It is possible to estimate time required. Break it into a to do list. Nothing on your list should take more than 4 hours to build. Break it down further. Something like Upload data (?? hours) can be broken down into Prototype sending binary data (1 hour) + Upload data from activity 1 (2 hours) + Process upload confirmation (2 hours) + Display upload success in activity 2 and so on. The smaller the tasks, the more accurate your estimates. It might take time to plan all this, but it will speed up your productivity and your client's confidence in the long run.

If you haven't done something before, dedicate about half an hour to researching whether it exists and how hard it would be. Something like QR codes are very easy because there are plenty of libraries out there, yet PDF is near impossible. But it takes research to realize this.

Do your best estimate. Break things down if it's tough - time needed to prototype and test are important. Then multiply your target by 3. So if you think you can do something in 1 week, set a target of 3 weeks to cater for the unexpected, including redoing things from scratch if it fails.

The best estimates are the ones you have experience with. I track down every task I do and use them for estimates in future tasks. My favorite tool for this is Sublime Text with the PlainTasks plugin.

Clients will want things their way

Think a job will take 3 months? Your client will add a lot of time to it. In my experience:

  • Polish adds 2 weeks to a job. More for Android. This includes cleaning code and comments, if you're giving them your source code.

  • Allocate another 1-3 months to polish if you're dealing with a job where polish is vital, like clients in the field of event management and hotels. They'll complain about your corners not being rounded enough and ask why the fancy buttons they demanded look weird on large screens, even though you told them earlier that it wouldn't scale.

  • If it relies on a webservice or API, prepare for development hell. Be prepared to demand that they finish their API first before you take on the job. I've seen 2 month jobs delay to almost a year because of waiting for their API.

__EXTRACTED DATA__
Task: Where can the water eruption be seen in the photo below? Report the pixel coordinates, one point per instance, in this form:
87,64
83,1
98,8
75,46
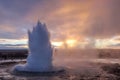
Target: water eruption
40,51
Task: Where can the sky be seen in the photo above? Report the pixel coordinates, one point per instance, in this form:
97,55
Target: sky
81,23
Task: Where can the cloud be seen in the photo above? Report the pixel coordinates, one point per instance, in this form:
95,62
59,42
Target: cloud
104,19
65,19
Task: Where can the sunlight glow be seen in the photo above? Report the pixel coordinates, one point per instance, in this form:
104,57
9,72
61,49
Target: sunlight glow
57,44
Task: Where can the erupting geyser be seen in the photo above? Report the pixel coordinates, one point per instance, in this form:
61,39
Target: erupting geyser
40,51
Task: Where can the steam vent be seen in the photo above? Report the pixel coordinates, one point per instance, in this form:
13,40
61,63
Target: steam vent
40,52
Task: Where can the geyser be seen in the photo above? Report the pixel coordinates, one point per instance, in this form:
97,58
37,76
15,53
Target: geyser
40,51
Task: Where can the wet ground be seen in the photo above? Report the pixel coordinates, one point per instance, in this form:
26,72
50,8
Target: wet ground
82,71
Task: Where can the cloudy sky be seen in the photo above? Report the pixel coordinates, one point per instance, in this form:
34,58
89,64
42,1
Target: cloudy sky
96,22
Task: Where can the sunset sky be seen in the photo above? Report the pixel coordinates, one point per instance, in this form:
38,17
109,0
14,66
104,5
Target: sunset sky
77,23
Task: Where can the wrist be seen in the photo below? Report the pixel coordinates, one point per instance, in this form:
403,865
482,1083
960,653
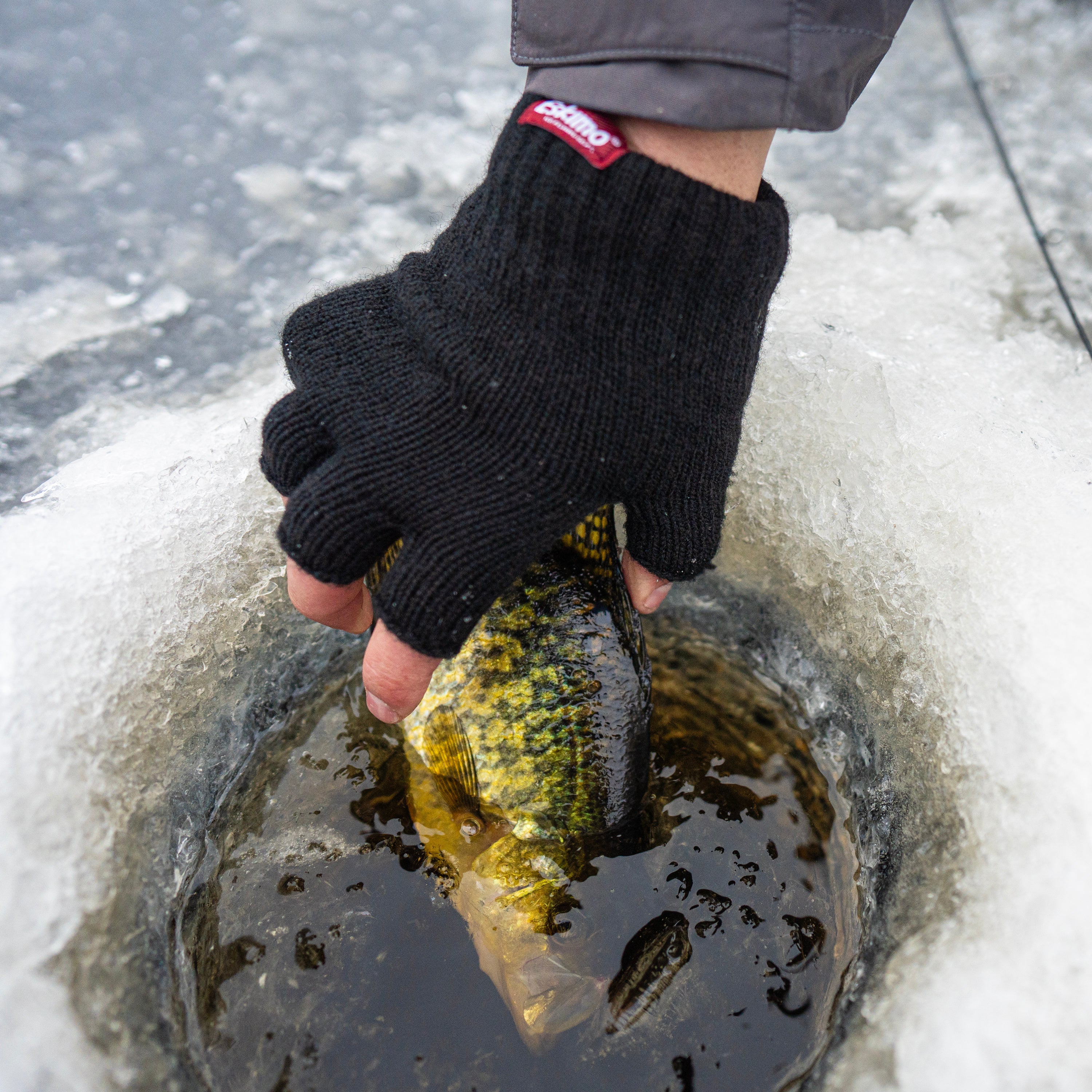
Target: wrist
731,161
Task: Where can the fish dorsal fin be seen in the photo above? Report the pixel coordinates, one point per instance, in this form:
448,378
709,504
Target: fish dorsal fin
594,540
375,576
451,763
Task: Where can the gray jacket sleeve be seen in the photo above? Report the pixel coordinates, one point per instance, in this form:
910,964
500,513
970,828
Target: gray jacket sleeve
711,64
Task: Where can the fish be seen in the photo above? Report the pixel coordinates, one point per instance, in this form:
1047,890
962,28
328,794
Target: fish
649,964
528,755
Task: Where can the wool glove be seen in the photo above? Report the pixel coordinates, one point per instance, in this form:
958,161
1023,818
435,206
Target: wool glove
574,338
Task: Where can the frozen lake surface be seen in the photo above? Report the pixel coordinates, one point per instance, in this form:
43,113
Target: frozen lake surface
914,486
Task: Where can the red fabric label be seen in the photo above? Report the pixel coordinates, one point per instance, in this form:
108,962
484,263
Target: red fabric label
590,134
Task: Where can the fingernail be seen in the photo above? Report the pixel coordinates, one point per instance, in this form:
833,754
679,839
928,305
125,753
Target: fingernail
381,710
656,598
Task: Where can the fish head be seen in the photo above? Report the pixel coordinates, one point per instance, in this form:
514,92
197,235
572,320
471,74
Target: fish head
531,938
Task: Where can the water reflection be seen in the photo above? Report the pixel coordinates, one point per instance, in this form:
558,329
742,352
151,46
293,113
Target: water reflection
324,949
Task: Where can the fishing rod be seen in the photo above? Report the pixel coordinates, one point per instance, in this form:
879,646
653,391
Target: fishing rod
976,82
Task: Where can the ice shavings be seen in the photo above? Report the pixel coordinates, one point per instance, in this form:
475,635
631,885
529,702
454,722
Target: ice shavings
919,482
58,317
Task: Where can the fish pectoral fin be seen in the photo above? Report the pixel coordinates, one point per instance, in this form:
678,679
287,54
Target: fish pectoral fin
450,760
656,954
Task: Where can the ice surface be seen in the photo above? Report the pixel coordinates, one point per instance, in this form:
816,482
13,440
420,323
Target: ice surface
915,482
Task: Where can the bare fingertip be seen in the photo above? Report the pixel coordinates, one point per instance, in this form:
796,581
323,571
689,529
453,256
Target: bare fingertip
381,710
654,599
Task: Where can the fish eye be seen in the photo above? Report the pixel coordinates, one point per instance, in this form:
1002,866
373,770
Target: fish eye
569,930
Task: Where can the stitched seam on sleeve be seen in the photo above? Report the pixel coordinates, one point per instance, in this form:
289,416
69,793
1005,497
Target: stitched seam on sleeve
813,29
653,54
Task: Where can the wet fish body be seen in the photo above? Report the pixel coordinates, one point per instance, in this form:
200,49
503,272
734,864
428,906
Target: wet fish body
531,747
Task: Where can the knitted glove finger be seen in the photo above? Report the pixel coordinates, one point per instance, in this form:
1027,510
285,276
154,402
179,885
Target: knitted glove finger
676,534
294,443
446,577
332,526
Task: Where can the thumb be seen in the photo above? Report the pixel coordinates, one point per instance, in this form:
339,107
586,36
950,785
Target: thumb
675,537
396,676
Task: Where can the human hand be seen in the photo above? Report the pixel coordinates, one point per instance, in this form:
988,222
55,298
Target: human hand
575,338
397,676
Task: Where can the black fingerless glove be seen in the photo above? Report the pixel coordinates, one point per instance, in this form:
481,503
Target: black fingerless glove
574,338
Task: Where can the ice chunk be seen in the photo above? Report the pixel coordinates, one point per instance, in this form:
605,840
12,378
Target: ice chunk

---

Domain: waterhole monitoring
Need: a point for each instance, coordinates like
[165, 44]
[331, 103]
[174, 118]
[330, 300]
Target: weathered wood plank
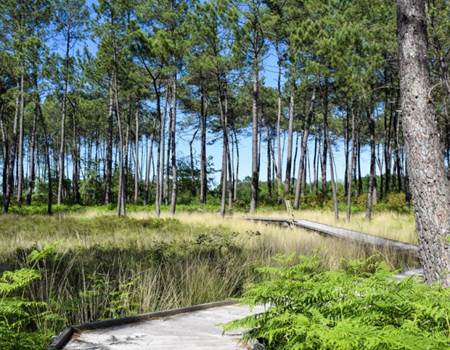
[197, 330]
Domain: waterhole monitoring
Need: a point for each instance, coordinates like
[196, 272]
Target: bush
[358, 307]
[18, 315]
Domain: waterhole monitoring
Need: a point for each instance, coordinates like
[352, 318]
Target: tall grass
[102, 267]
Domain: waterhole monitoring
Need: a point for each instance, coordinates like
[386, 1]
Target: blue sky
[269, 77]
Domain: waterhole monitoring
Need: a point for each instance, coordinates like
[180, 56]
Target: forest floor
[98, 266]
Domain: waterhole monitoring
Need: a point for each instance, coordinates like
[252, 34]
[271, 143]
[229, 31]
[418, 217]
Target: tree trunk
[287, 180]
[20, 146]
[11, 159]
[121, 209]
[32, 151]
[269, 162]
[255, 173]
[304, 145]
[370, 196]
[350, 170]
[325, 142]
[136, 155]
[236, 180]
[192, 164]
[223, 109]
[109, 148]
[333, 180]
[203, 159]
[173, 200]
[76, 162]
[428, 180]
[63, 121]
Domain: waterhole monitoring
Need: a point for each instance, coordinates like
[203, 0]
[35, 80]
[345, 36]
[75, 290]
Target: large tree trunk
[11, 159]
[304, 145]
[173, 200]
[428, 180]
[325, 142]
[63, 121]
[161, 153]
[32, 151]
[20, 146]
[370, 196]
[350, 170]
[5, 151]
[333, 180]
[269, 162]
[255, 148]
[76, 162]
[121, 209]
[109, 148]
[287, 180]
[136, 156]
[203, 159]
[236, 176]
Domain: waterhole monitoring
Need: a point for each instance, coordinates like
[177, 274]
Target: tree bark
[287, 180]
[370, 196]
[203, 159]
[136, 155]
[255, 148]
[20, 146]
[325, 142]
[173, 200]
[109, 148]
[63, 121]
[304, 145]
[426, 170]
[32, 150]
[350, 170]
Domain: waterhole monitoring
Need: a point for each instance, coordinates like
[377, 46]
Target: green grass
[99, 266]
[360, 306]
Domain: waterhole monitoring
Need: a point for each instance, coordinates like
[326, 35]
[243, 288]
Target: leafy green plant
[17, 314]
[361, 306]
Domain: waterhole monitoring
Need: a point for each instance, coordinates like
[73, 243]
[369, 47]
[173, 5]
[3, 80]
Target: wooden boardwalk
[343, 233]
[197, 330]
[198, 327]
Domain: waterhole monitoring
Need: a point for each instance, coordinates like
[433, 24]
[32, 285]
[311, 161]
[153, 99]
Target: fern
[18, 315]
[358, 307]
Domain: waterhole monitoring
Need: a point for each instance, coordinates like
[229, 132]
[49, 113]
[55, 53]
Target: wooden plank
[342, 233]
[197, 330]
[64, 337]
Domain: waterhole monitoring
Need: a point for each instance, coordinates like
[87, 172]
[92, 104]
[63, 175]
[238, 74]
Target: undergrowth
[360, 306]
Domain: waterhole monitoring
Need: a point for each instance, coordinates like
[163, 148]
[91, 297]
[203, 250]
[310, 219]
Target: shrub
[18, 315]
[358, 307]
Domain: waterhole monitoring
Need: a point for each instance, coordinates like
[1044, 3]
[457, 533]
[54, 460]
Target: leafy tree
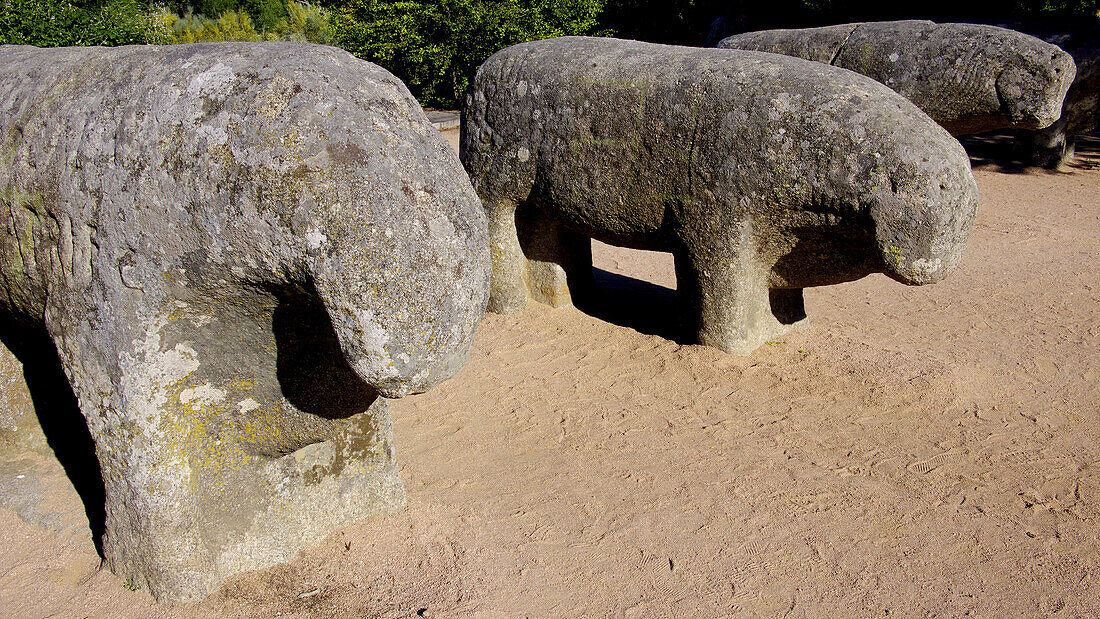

__REQUIRED WORK__
• 1. In the text on estimating development time, which smaller tasks is "Upload data" broken down into? List them all.
• 2. Translate the sentence "The smaller the tasks, the more accurate your estimates." from the text on estimating development time into Spanish.
• 3. Using the text on estimating development time, answer each question briefly:
(a) How long should you spend researching something you haven't done before?
(b) By what number should you multiply your target?
(c) How much time does polish add to a job?

__EXPECTED RESPONSES__
• 1.
- Prototype sending binary data (1 hour)
- Upload data from activity 1 (2 hours)
- Process upload confirmation (2 hours)
- Display upload success in activity 2

• 2. Cuanto más pequeñas sean las tareas, más precisas serán tus estimaciones.

• 3.
(a) About half an hour.
(b) By 3.
(c) Two weeks, and more for Android.